-------- MATERIAL FOR THE TASK --------

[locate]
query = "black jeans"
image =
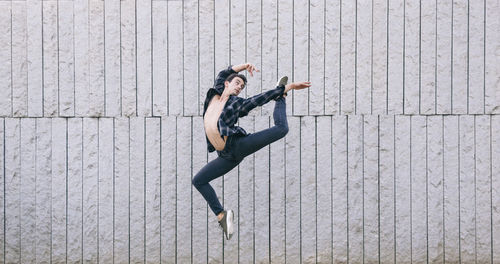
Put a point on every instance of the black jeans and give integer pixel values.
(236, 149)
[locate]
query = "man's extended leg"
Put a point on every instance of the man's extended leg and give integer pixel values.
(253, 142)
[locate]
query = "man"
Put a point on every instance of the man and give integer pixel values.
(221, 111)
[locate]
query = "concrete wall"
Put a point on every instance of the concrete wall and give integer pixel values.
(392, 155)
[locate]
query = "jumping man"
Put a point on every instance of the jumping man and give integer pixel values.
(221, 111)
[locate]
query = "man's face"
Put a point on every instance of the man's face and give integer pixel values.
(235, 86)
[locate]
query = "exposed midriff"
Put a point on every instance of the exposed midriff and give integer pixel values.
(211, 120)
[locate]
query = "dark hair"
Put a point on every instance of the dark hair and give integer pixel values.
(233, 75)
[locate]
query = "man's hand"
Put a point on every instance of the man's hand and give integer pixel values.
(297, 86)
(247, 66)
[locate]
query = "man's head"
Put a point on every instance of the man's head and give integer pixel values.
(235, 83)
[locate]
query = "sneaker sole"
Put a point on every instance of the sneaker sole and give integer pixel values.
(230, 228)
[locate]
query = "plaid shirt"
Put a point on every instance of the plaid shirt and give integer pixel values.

--------

### BRIEF
Rescale all of the material above by repeating every line, requests included, with each point coordinate in the answers multiplied by 1.65 and rounded to a whole number, halves going up. Leave the pictures out.

### THE RESPONSE
[locate]
query = "black jeans"
image =
Put a point on every instance of the black jeans and give integer pixel values.
(389, 246)
[locate]
query = "man's extended leg"
Put a point on every instance of the man's extended leg and give integer pixel values.
(417, 234)
[locate]
query = "man"
Put a point on every instance of the man and give integer pixel values.
(365, 183)
[locate]
query = "concrete wall"
Put a point on every instance of the concrete wall and give integer pixel values.
(647, 256)
[locate]
query = "jumping man"
Put a point on every instance of the jumping man and give integer pixel values.
(365, 183)
[locate]
query = "man's face"
Put a point on every instance of the man's face and give integer pixel values.
(388, 142)
[locate]
query = "exposed midriff"
Put a point on every instance of the exposed midriff and give integer pixel values.
(348, 198)
[locate]
query = "dark hair"
Put a point on every instance of the dark hair and give integer pixel values.
(384, 124)
[locate]
query = "man's hand"
Put a point on every instance of the man's hand and give integer pixel values.
(490, 142)
(408, 109)
[locate]
query = "man's head"
Put a point on every instance of the man's head and give integer pixel values.
(388, 137)
[locate]
query = "sneaker sole"
Put a point on every instance of the sneaker sole and give integer pixel values.
(380, 376)
[locate]
query = "plaid shirt"
Put a point on every instance of the plaid shirt and give integer pixel values.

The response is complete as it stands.